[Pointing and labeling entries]
-- START --
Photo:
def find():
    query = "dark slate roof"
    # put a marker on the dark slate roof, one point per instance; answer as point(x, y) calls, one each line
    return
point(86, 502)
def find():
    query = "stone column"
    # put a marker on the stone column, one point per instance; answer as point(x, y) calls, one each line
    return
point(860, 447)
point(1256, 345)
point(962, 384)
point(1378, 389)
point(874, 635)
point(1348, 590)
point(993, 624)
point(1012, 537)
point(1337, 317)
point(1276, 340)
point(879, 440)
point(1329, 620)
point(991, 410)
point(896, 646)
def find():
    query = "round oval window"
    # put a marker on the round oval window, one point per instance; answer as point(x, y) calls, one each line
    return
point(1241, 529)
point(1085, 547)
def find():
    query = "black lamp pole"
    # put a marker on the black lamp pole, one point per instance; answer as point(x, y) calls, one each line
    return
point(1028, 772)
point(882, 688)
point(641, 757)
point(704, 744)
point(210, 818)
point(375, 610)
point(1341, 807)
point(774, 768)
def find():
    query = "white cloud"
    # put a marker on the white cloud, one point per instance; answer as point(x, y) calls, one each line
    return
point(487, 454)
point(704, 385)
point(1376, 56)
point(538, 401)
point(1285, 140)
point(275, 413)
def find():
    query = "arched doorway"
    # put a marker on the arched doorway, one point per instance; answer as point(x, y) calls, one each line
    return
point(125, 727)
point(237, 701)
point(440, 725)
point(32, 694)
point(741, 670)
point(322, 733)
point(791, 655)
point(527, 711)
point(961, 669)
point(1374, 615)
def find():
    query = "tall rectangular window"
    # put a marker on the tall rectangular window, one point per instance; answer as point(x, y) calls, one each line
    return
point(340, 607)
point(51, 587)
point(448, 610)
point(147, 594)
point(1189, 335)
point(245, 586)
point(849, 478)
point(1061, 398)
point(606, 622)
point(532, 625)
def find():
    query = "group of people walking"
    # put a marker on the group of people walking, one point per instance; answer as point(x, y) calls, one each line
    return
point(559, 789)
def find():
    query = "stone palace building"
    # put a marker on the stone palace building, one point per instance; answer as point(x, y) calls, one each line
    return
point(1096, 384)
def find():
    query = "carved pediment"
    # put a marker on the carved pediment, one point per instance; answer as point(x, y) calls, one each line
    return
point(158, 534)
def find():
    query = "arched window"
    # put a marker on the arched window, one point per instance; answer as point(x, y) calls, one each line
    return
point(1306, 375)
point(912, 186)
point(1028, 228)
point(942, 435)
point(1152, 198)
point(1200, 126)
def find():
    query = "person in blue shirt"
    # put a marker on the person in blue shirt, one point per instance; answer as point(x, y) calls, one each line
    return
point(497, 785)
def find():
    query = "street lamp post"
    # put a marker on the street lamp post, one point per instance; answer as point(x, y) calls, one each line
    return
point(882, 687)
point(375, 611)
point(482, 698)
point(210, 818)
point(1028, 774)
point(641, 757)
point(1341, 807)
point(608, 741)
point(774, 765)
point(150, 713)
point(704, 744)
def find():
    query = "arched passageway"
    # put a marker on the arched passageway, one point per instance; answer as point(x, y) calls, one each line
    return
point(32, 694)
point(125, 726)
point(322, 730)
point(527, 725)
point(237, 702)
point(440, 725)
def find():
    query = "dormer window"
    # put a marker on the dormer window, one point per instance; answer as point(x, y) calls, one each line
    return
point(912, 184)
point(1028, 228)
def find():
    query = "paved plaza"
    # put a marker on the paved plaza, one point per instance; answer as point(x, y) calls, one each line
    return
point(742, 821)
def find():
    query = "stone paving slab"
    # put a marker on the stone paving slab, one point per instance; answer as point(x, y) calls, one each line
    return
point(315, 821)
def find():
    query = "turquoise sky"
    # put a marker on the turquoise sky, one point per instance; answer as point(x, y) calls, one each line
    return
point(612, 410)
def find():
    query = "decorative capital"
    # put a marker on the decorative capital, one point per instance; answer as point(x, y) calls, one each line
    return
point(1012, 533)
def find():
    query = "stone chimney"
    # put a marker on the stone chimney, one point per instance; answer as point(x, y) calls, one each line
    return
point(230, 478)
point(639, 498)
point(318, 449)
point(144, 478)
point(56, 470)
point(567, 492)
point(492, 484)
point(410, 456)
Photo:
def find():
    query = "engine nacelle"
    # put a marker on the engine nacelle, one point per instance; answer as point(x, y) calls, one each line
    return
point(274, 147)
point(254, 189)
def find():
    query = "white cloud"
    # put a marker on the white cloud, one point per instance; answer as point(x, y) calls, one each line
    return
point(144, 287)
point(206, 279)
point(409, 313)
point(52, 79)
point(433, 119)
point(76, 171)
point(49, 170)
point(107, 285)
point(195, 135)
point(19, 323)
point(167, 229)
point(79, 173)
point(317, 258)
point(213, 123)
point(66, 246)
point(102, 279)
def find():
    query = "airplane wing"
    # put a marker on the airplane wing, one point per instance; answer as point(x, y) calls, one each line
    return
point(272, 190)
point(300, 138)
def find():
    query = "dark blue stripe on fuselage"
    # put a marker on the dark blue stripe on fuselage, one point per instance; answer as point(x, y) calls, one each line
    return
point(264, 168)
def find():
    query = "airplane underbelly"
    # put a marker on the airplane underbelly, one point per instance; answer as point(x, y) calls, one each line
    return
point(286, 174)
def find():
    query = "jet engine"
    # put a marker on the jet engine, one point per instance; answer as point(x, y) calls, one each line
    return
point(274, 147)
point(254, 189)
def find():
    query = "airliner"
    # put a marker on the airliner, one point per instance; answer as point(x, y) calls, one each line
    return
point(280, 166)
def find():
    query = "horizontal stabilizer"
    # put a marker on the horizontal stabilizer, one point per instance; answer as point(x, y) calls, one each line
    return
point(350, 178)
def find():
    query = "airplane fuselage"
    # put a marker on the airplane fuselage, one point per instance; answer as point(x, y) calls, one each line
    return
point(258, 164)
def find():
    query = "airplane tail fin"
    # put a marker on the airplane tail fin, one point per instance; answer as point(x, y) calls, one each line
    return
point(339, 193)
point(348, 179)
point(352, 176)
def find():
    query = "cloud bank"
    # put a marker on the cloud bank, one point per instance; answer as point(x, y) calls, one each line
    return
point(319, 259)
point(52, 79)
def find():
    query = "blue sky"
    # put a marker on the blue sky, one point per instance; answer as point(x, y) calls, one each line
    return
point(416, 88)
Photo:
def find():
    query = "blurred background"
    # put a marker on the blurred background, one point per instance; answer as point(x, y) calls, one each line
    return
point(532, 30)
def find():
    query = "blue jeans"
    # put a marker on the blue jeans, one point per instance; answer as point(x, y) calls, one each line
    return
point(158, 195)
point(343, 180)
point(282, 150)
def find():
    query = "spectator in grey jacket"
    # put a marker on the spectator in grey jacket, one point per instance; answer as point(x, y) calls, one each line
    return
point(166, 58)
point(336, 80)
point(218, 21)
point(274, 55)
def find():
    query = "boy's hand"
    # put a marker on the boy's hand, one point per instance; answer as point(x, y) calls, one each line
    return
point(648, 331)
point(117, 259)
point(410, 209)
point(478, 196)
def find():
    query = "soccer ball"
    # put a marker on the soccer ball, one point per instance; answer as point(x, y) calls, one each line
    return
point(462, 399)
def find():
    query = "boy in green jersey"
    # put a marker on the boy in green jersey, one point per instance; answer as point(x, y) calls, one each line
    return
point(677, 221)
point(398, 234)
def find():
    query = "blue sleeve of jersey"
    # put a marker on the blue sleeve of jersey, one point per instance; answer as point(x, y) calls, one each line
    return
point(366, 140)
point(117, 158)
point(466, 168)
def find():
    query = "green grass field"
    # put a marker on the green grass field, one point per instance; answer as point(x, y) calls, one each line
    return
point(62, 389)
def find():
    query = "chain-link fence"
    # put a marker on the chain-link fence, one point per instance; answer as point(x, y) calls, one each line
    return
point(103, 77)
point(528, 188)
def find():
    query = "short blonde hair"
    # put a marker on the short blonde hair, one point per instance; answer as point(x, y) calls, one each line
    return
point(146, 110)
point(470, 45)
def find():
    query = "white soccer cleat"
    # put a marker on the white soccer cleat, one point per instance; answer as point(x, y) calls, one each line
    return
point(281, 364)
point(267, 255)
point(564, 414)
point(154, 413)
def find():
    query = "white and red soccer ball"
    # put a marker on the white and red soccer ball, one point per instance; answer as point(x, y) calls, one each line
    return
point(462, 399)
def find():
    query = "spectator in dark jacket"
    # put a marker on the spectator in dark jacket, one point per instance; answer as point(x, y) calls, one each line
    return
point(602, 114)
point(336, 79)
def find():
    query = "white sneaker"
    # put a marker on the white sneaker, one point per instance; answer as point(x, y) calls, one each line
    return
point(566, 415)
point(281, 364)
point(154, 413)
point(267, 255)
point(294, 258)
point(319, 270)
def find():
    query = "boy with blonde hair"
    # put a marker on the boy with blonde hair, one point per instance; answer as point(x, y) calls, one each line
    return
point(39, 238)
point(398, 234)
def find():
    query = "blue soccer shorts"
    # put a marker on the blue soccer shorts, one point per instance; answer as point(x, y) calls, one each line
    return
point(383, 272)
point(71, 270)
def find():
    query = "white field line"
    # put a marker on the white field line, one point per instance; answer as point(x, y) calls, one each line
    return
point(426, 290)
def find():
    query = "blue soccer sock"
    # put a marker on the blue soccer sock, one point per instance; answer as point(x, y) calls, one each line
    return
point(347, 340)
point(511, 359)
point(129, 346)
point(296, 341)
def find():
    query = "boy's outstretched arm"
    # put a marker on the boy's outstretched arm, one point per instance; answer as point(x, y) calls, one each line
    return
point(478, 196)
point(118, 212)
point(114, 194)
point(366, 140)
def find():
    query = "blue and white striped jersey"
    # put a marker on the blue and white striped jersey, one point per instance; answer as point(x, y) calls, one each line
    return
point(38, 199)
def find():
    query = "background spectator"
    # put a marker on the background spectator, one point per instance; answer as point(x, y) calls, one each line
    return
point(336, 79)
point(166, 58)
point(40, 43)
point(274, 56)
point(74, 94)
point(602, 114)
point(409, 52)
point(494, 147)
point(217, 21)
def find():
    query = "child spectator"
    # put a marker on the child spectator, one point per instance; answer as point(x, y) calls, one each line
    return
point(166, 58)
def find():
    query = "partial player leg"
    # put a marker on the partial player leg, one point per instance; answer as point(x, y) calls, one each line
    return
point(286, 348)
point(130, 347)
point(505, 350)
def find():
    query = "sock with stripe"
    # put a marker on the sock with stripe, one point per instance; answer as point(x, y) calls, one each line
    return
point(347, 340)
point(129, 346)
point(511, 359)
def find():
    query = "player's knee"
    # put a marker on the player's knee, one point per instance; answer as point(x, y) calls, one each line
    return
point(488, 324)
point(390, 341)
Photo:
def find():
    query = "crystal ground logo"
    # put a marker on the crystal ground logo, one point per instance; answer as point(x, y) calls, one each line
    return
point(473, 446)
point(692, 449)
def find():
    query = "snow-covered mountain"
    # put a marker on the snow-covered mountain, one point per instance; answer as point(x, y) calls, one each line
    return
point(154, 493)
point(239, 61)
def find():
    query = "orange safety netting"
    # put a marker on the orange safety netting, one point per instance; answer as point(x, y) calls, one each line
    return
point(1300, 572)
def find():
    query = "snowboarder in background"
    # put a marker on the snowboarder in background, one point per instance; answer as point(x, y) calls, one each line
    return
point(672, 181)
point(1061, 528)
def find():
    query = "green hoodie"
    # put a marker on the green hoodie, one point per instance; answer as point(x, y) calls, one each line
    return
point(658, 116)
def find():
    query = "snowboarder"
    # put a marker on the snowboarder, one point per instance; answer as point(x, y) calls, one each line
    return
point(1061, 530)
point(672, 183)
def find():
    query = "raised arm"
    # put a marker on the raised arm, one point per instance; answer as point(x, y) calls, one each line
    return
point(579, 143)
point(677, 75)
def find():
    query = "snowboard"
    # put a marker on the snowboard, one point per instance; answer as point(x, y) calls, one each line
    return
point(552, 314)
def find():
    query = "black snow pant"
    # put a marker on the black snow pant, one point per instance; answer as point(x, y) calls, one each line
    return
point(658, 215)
-- END --
= What is needed =
Extract every line of the records that contains the string "sock", matching case exactly.

= Expected answer =
    query = "blue soccer sock"
    # put a marker on the blue soccer sock, one point per instance; answer as point(x, y) calls, one each line
    query = "sock with stripe"
    # put a marker on the sock with stripe, one point per instance; answer as point(x, y) calls, one each line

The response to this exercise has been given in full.